» YOUR INSTRUCTIONS:
Copy the records below verbatim, beginning at the line that contains "panel, I would be grateful." and continuing through the line that contains "[[0,448],[33,439],[44,361],[45,315],[26,301],[0,299]]", including both.

» DATA:
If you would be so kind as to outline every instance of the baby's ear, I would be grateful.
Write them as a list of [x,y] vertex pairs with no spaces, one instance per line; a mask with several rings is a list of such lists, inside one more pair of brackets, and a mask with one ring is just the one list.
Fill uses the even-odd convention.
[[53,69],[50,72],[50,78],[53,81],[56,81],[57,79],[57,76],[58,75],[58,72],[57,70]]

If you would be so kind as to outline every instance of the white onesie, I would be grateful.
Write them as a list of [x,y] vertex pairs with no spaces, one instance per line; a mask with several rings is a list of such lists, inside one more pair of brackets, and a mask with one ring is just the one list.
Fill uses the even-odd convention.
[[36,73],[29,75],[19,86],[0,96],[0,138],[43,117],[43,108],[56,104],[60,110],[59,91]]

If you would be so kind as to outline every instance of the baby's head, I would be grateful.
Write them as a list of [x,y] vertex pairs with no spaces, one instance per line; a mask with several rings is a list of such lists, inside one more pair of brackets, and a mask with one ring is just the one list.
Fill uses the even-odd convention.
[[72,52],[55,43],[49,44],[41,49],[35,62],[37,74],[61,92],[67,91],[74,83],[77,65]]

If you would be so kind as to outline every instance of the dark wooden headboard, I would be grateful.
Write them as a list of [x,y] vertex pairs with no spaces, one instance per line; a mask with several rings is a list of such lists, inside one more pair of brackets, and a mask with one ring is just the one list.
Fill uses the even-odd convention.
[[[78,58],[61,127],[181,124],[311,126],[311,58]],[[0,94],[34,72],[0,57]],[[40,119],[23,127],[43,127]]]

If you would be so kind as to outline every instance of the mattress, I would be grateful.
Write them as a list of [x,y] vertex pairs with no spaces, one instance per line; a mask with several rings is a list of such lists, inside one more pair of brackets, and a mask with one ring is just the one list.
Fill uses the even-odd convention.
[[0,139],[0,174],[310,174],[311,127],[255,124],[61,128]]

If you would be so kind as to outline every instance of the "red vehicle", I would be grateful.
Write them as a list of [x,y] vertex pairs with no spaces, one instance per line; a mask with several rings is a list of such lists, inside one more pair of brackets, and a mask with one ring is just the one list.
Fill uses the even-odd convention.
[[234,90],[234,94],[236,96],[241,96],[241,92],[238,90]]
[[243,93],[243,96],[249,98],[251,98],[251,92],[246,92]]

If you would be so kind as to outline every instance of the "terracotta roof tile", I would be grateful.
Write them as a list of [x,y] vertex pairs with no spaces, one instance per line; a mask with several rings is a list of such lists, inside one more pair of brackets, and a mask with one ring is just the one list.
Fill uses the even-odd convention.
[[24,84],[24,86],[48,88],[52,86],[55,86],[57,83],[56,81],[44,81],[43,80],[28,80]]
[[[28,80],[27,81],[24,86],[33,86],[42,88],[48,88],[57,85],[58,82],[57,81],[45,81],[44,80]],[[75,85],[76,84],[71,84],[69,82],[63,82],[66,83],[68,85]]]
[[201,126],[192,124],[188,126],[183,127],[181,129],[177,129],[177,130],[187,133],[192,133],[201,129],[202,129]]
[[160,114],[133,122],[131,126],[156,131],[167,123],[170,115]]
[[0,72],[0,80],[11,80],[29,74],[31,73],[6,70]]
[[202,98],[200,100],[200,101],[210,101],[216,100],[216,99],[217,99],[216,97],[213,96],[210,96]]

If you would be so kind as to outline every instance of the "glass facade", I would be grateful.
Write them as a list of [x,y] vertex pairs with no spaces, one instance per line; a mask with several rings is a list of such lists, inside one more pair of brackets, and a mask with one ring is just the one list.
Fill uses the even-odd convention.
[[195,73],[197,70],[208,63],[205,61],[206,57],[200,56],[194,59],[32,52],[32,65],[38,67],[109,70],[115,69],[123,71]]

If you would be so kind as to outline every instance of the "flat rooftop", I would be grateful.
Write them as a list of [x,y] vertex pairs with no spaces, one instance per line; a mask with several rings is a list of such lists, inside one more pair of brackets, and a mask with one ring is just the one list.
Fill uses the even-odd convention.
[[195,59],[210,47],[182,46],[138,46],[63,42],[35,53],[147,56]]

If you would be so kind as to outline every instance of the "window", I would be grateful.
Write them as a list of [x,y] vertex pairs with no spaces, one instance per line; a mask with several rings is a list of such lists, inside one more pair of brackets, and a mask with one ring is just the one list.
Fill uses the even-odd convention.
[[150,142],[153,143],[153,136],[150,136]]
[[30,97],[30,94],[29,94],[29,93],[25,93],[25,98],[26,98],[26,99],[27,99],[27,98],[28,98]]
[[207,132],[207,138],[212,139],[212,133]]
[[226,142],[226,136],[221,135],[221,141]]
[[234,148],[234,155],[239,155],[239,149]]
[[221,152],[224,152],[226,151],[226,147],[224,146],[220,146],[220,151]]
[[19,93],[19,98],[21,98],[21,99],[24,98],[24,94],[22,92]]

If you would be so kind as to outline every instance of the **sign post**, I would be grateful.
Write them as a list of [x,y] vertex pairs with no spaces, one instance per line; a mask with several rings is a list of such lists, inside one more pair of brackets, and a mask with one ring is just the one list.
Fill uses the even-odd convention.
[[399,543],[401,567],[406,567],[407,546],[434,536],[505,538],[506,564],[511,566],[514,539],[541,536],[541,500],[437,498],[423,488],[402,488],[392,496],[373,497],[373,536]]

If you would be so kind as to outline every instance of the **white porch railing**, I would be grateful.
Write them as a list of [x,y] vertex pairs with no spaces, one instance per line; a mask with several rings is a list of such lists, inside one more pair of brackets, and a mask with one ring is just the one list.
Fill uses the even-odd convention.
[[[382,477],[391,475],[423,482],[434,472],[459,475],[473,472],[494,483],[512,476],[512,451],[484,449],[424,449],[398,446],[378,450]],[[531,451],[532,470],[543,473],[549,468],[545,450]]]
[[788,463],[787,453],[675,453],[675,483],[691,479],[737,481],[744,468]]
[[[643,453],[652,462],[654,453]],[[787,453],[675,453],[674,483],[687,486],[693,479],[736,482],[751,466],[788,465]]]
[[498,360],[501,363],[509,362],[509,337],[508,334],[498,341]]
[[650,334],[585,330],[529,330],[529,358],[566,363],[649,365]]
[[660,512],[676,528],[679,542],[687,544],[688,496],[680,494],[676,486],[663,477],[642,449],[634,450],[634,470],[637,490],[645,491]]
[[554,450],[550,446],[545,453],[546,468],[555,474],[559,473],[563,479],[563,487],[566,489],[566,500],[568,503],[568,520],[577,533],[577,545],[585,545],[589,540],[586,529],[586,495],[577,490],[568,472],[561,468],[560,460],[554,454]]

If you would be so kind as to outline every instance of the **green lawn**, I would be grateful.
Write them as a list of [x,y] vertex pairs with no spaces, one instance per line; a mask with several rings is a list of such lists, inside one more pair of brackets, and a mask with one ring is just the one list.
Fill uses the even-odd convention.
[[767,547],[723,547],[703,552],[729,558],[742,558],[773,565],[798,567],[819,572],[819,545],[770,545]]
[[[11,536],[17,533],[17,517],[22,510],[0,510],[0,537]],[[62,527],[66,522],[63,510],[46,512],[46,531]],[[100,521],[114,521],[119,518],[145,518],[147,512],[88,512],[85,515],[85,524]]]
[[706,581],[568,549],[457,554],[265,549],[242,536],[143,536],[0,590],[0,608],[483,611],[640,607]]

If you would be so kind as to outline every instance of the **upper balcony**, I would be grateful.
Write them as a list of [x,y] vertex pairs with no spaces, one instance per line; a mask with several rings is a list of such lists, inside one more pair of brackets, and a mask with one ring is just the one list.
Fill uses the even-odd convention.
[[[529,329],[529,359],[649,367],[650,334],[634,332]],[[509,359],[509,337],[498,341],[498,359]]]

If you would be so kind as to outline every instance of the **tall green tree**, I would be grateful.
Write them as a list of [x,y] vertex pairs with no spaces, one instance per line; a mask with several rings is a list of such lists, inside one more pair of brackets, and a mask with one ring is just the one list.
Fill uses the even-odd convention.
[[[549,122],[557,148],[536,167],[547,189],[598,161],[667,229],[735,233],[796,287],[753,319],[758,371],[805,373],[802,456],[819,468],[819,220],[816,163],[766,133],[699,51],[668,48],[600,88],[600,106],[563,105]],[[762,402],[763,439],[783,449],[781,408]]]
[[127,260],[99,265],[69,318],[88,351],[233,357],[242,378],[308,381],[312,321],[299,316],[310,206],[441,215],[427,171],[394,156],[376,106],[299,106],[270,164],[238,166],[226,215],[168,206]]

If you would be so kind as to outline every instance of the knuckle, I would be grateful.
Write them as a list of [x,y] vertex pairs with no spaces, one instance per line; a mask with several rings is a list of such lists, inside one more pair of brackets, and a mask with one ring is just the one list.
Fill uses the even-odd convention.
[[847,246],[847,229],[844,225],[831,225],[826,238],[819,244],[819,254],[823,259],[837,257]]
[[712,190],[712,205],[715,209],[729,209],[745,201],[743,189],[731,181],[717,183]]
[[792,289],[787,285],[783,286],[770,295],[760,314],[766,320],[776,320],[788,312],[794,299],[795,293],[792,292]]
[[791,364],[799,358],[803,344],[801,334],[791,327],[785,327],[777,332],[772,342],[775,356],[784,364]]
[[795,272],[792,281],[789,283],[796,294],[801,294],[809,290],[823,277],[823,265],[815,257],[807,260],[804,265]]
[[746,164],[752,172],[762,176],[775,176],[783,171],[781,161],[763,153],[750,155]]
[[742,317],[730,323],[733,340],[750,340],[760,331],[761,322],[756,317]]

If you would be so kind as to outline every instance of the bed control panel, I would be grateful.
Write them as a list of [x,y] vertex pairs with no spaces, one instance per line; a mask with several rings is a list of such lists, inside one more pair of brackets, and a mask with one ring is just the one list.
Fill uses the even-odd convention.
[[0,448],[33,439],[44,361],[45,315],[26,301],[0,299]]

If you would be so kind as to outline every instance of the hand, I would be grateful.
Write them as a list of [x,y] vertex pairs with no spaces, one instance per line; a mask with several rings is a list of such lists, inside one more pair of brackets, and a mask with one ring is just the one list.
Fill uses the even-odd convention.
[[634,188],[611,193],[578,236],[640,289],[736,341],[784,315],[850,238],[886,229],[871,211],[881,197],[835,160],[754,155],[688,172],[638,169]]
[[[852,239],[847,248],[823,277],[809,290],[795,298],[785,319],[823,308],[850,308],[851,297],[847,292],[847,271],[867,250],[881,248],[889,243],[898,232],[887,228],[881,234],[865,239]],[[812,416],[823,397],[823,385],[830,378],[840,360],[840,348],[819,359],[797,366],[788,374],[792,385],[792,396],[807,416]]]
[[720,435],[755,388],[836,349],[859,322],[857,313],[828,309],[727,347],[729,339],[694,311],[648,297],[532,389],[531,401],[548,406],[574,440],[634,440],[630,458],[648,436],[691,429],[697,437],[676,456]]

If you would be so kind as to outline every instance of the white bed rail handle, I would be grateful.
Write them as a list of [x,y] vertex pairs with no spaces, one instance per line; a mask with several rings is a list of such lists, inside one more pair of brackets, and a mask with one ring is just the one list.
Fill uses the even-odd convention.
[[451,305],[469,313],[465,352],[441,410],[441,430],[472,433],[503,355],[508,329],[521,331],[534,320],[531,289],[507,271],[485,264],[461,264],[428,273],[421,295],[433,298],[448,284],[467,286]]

» ANSWER TO THIS EXERCISE:
If you would be so kind as to outline every instance of the bed control panel, I would be grateful.
Write them as a list of [x,y] vertex pairs with no spaces, one instance per line; a mask with several rings is a list of such lists, inside one more pair of brackets, and a mask with one ring is just the one list.
Fill uses the even-odd convention.
[[0,448],[33,439],[44,361],[45,315],[26,301],[0,299]]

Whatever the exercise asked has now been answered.